───── Selection ─────

Craft Production as a Pillar of Urban Life
Excavations at Dinka have been underway since 2015, and the site is now considered one of the best-documented Iron Age settlements in the region. The pottery workshop adds compelling evidence that artisanal production was not a marginal activity, but rather a central component of the urban economy and community identity. Far from being small-scale or domestic, pottery making at Dinka was systematic, skilled, and socially embedded.
The discovery challenges older archaeological models that portrayed Iron Age workshops as informal or loosely structured. Instead, the remains at Dinka point to specialized labor, interdependent workflows, and shared craftsmanship traditions that supported broader patterns of trade and regional interaction.
Dr. Amicone notes that the findings reveal a society in which technology, collaboration, and knowledge transfer were essential to daily life — and where craft workers held a meaningful role within urban organization and governance. The workshop demonstrates that the residents of Dinka were not only farmers or traders, but active participants in a complex production economy shaped by expertise and innovation.

───── Material shown ─────

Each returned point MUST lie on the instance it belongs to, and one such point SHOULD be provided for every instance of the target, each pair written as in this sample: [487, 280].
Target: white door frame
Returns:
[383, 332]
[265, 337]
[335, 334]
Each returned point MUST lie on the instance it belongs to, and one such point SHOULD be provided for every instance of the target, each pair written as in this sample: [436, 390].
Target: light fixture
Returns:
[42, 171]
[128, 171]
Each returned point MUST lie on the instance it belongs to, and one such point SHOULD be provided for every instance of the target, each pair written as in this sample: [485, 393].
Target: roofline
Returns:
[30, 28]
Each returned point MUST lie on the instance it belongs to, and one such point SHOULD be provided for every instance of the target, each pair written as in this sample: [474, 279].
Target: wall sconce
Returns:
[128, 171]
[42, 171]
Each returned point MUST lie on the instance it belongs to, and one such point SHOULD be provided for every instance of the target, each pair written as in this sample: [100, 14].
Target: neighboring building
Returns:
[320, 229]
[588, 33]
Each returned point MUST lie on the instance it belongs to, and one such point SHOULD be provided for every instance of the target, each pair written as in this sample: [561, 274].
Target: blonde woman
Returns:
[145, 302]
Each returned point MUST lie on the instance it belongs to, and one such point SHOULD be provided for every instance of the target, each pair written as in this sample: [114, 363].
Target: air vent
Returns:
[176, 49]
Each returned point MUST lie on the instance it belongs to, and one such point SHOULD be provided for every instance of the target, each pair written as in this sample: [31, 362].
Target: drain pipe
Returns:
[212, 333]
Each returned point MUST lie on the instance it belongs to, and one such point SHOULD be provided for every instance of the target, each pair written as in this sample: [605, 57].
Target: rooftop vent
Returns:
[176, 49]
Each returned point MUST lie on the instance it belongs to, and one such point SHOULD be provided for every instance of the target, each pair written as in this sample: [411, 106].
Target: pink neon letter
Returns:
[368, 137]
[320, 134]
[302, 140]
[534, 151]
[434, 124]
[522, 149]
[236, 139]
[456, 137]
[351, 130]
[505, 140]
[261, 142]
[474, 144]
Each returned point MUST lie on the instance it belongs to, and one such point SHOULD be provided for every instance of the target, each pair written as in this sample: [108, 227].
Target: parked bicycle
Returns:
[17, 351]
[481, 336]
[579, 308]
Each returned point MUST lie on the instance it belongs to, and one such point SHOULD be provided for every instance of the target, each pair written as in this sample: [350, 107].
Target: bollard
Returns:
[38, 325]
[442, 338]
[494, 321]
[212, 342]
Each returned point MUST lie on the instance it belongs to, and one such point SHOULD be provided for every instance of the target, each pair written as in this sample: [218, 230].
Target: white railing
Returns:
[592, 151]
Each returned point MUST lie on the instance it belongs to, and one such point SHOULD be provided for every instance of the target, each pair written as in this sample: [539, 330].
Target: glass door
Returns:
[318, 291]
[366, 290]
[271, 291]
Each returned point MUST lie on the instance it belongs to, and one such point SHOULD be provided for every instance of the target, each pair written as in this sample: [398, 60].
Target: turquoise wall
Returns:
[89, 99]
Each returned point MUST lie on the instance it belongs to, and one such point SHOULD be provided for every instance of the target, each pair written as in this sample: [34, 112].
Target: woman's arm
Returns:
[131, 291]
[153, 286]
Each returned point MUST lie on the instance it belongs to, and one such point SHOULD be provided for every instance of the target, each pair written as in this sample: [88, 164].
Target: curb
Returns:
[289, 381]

─────

Please repeat, word for word, everything in the Dinka craft production text from "Dr. Amicone notes" down to "expertise and innovation.".

Dr. Amicone notes that the findings reveal a society in which technology, collaboration, and knowledge transfer were essential to daily life — and where craft workers held a meaningful role within urban organization and governance. The workshop demonstrates that the residents of Dinka were not only farmers or traders, but active participants in a complex production economy shaped by expertise and innovation.